Top of Page excerpt

Never to my knowledge has an entire industry been made so categorically exempt from the normal rule that action that causes harm has consequences. Never has Congress granted such a categorical exemption not just from the law of defamation, but arguably from all of tort law. (I argue
against such an exemption
here, but the Supreme Court’s recent decision refusing to touch Section 230 tilts to the contrary.)
The solution, to my mind, is astonishingly simple. It’s to repeal Section 230(c)(1), with a statutory preamble stating clearly Congress’ intent neither to
specify or preclude liability, but to let the courts of our great nation do their common-law jobs, on a case-by-case basis.
Maybe defamation and disinformation on the Internet are indeed different. Certainly providers and operators of Internet platforms should not be treated the same as foreign spooks and Internet extremists who willfully promulgate misinformation, hate, and incitement to discord and violence. But just as certainly, if the platforms are exempted from
all liability, as Section 230 purports to do, lies, misinformation, and foreign and domestic propaganda will overwhelm truth and sanity, and our ship of state will founder in a sea of lies.
It is not for Congress to micromanage the Internet. Congress has nothing like the expertise, let alone the time and patience, to deal with an avalanche of self-motivated lobbying and yes, motivated lying that would ensue. The proper way to handle Internet misinformation and hate is under the common law.
Let courts review each case, after the fact, with all the knowledge that comes from
evidence— not speculation or lobbyists “studies” (often a form of pseudo-science). Let them review, in detail, the damage and the harm, what was known to the platform and its employees and executives, the attempts (if any) they made to reduce or avoid the harm, and the costs of doing so. Let them even consider the likely effect on the Internet and society as a whole, with the aid of evidence- and science-based expert testimony developed
after the fact.
This incredibly complex and nuanced assessment of culpability and responsibility will be hard enough to assess after the fact, when all the considerations, precautions and consequences are known, and the only speculation might be what else the platform might have done. There is no way that Congress—or any other human institution—can create a useful general rule in advance, let alone under an avalanche of lobbying from interest groups pushing their own abstract agendas.
This is a matter to trust to our courts, to resolve piecemeal, step by step, case by case, under common law. That’s how we got from assessing ox-cart accidents in the King’s Courts to dealing with intercontinental air terrorism, industrial explosions and railroad disasters today. The technology may change, but the general need for meticulously developed standards of care to avoid foreseeable harm doesn’t.
Resort to the common law is essential for another reason. Under existing Section 230(c)(1), Internet platforms’ managers know with certainty that they will never incur liability for harm caused by lies or hate pushed by others on their platforms. Therefore, every penny they spend to curtail those lies or hate is an unnecessary expense, motivated, if at all, by altruism and good citizenship. In nation that runs on profit and loss, and whose Founders based on a careful balance of powers, that’s a weak foundation for either democracy or science.

Bottom of Page excerpt

# Work task 1
From the Section 230 passage, list every matter the author says courts should review or consider when weighing a case.
# Work task 2
According to the Section 230 passage, which provision does the author propose repealing?

Top of Data excerpt

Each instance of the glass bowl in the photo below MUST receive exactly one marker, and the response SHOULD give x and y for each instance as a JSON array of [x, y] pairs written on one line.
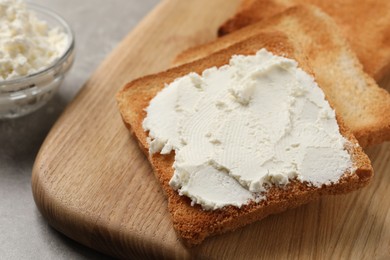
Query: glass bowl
[[26, 94]]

Bottom of Data excerpt

# Reply 1
- The damage and the harm
- What was known to the platform and its employees and executives
- The attempts (if any) they made to reduce or avoid the harm
- The costs of doing so
- The likely effect on the Internet and society as a whole

# Reply 2
Section 230(c)(1)